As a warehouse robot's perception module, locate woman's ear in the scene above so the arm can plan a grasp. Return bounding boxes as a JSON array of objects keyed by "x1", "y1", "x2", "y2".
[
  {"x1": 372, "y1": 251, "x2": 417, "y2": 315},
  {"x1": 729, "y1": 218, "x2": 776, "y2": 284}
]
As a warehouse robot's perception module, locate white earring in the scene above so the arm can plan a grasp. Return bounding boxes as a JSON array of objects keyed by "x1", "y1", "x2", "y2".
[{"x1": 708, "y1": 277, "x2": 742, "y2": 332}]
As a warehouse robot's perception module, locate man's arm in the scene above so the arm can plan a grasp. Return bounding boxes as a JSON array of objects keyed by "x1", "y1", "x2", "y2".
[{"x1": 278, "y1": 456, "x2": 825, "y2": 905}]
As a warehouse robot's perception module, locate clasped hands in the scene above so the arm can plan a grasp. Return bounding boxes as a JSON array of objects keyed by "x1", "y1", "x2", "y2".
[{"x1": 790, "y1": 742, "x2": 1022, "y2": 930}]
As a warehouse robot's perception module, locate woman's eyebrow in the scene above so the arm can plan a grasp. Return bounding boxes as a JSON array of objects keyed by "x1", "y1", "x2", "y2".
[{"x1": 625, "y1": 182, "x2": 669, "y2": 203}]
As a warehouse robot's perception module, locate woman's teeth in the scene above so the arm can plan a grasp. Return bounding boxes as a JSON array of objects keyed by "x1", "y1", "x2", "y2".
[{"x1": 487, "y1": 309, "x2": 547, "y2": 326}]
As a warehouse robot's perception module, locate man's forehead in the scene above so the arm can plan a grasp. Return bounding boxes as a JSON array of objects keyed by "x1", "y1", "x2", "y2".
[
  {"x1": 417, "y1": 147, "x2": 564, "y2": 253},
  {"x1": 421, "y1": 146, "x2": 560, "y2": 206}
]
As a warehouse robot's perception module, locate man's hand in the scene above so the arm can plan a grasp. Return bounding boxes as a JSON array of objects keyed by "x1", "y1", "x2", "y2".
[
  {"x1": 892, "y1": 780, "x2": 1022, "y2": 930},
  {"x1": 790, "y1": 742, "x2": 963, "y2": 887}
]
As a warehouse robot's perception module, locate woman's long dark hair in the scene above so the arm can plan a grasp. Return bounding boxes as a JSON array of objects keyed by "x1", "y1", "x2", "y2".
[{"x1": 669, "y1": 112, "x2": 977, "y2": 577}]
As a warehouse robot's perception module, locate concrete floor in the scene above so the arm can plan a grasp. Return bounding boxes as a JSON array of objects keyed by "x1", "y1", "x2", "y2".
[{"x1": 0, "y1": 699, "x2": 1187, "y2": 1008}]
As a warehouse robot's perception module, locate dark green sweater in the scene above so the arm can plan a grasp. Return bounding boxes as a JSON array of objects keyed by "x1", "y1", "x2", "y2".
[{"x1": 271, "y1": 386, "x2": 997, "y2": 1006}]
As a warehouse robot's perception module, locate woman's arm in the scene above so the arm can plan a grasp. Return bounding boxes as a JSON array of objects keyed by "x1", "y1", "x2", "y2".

====

AIM => Reproduce every line from the one containing "As a warehouse robot's perception module, locate woman's long" through the end of the items, inclusive, and add 142 to each bounding-box coordinate in the answers.

RESULT FOR THIS EXERCISE =>
As a warehouse robot's perception module, locate woman's long dark hair in the scene above so the arm can plan a grasp. Return bounding boxes as a JSON array of objects keyed by "x1", "y1", "x2", "y2".
[{"x1": 811, "y1": 254, "x2": 1119, "y2": 719}]
As a warehouse robot's perception module, locate concrete floor in the scene above so the arm can plan a grasp. Return bounding boxes as a JSON array of objects keyed by "x1", "y1", "x2", "y2".
[{"x1": 142, "y1": 841, "x2": 1329, "y2": 1150}]
As a warehouse robot's perception module, locate dark green sweater in the scene above so the arm can plan a grasp. Return bounding boxes as a JSON array of objects keyed by "x1", "y1", "x2", "y2".
[{"x1": 413, "y1": 528, "x2": 1139, "y2": 1148}]
As a warehouse robot's perception module, locate woman's arm in the scene above so the arm can plan a grasp. Return bounding boxes as a JSON array of objects keyed by "x1", "y1", "x2", "y2".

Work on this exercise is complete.